Kutipan Sumber:
##########

Pencarian

Jumat, 24 September 2021

Mengenali Kebenaran

Allah telah menurunkan penjelasan kepada segenap makhluk yang berakal tentang hakikat penciptaan diri mereka melalui segenap ciptaan dan firman-Nya. Dengan penjelasan yang diturunkan tersebut, makhluk berakal di segenap alam dapat mencari pengetahuan tentang dirinya dan mengubah dirinya menuju akhlak yang mulia. Manusia di alam dunia ini dapat kembali kepada rabb-nya dengan menempuh jalan kembali yang ditentukan baginya dengan berpedoman kepada Alquran dengan akalnya, sedangkan para jin dan malaikat dapat mengikuti manusia yang diberi pengetahuan dari Alquran.

##########

Data yang Diberikan:
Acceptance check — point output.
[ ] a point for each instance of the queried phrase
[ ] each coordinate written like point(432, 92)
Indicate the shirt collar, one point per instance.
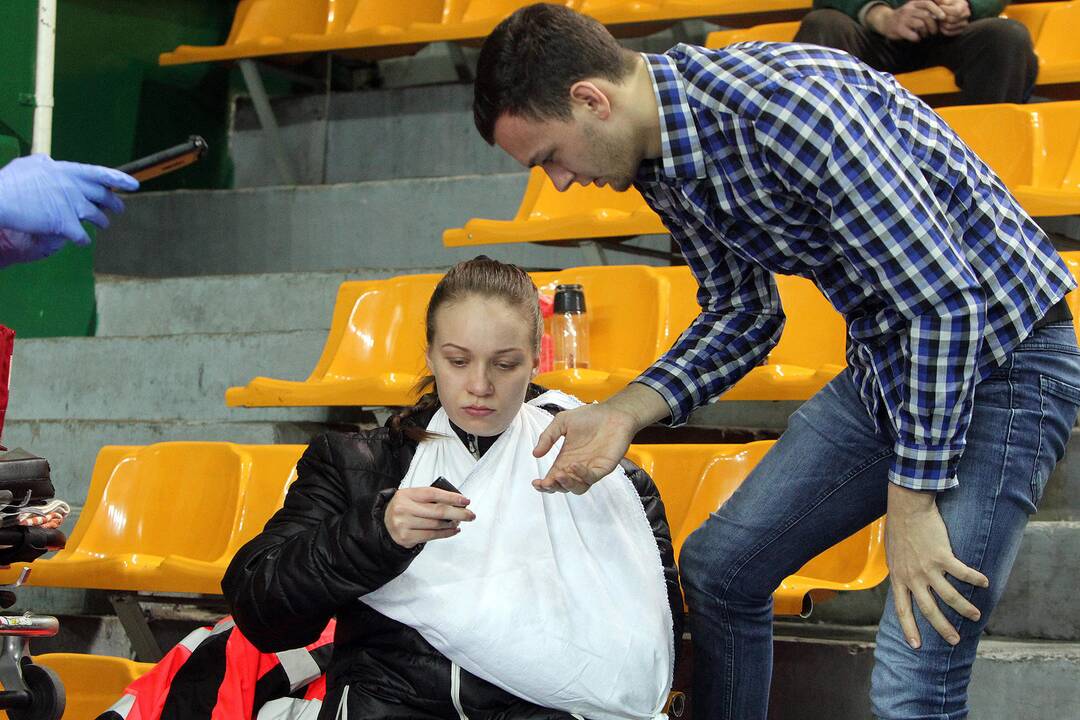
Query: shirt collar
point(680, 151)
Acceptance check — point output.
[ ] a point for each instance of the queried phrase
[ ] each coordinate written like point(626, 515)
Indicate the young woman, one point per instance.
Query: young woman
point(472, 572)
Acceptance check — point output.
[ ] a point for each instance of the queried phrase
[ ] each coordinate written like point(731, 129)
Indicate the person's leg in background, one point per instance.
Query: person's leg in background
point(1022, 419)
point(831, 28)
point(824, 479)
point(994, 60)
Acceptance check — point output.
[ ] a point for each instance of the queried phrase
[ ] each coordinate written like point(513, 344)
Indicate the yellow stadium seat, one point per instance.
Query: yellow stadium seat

##########

Yang Harus Dikerjakan:
**1)** Jawab pertanyaan berikut berdasarkan kutipan sumber tentang mengenali kebenaran.
(a) Kepada siapa Allah menurunkan penjelasan tentang hakikat penciptaan diri?
(b) Manusia menempuh jalan kembali kepada rabb-nya dengan berpedoman kepada apa?
(c) Siapa yang dapat mengikuti manusia yang diberi pengetahuan dari Alquran?
**2)** Sambung kutipan sumber tentang mengenali kebenaran, mulai setelah kalimat terakhirnya.
Data tersebut tidak berkaitan dengan kutipan sumber.

Jawaban Berurutan:
**1)**
(a) Kepada segenap makhluk yang berakal.
(b) Kepada Alquran, dengan akalnya.
(c) Para jin dan malaikat.

**2)**
Untuk menempuh jalan itu, setiap orang harus berusaha memahami penjelasan yang baik tentang kauniyah, dan juga berpegang pada bunyi ayat yang tercantum dalam Alquran. Manusia berada pada tempat yang paling jauh dari cahaya, sedangkan Alquran merupakan firman yang diturunkan dari sisi-Nya. Penjelasan yang harus berusaha dipahami adalah penjelasan yang tidak bertentangan dengan keadaan kauniyah, dan tidak bertentangan dengan yang tercantum dalam setiap ayat Alquran. Manusia tidak boleh menerima penjelasan yang bertentangan dengan ayat yang tertera dalam Alquran, dan harus berusaha memahami penjelasan keadaan kauniyah bilamana penjelasan itu benar. Penjelasan yang menyimpang tidak boleh diterima.

﴾۹۱﴿ أَفَمَن يَعْلَمُ أَنَّمَا أُنزِلَ إِلَيْكَ مِن رَّبِّكَ الْحَقُّ كَمَنْ هُوَ أَعْمَىٰ إِنَّمَا يَتَذَكَّرُ أُولُوا الْأَلْبَابِ
Adakah orang yang mengetahui bahwasanya apa yang diturunkan kepadamu dari Tuhanmu itu benar sama dengan orang yang buta? Hanyalah ulul albab saja yang dapat mengambil pelajaran, (QS Ar-Ra’du : 19)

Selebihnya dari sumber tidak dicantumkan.